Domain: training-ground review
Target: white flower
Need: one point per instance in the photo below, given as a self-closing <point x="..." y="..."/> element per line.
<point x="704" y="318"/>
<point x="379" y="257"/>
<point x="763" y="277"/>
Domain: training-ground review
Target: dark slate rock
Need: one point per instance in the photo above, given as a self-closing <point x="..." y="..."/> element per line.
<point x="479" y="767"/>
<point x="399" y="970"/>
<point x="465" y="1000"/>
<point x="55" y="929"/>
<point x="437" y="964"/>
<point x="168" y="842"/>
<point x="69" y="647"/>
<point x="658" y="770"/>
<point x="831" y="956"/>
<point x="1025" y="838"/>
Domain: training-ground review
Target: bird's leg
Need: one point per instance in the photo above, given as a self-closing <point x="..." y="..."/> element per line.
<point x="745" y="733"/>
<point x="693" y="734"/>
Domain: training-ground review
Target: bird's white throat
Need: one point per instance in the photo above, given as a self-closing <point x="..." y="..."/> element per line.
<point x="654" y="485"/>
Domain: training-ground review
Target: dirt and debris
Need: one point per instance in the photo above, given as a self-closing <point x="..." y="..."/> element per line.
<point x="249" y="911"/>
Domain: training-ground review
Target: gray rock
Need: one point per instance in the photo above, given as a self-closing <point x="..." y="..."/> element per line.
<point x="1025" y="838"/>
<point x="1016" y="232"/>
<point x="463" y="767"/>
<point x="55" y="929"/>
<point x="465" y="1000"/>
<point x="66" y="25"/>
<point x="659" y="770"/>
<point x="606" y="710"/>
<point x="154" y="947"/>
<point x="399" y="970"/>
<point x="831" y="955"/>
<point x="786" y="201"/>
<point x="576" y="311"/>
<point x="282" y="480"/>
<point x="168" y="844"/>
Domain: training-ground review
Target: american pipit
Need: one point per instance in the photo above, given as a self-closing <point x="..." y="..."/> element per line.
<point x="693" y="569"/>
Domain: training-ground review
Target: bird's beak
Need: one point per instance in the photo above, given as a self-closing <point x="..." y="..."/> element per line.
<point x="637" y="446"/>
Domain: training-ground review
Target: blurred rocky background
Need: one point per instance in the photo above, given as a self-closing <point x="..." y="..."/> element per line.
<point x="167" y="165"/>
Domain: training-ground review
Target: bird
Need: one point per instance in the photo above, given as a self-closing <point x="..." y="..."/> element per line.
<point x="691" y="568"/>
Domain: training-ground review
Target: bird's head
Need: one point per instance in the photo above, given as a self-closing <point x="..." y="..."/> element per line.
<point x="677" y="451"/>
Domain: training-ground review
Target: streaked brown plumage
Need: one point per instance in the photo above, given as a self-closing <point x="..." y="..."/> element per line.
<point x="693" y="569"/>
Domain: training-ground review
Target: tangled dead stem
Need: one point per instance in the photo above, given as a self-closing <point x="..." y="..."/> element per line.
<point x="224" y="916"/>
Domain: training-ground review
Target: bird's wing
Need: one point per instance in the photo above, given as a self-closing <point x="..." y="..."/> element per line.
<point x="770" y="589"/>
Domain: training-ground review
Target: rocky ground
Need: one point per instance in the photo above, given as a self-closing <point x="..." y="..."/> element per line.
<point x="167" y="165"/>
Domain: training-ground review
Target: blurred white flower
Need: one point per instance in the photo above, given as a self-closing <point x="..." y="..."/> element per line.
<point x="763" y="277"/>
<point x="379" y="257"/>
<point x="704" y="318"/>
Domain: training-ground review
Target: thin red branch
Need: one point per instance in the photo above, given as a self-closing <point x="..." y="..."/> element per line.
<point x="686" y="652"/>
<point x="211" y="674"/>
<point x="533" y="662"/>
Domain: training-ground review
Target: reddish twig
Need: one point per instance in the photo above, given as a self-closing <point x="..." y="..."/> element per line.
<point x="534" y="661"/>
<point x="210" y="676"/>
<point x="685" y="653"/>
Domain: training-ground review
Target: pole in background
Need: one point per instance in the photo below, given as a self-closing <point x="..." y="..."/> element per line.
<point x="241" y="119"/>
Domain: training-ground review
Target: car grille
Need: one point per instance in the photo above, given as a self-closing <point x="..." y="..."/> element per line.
§
* **WHAT THE TASK REQUIRES**
From the material above, extract every line that contains the word "blurred", matching case exactly.

* **RESULT OF THIS TASK**
Target: blurred rocky background
Target: blurred white flower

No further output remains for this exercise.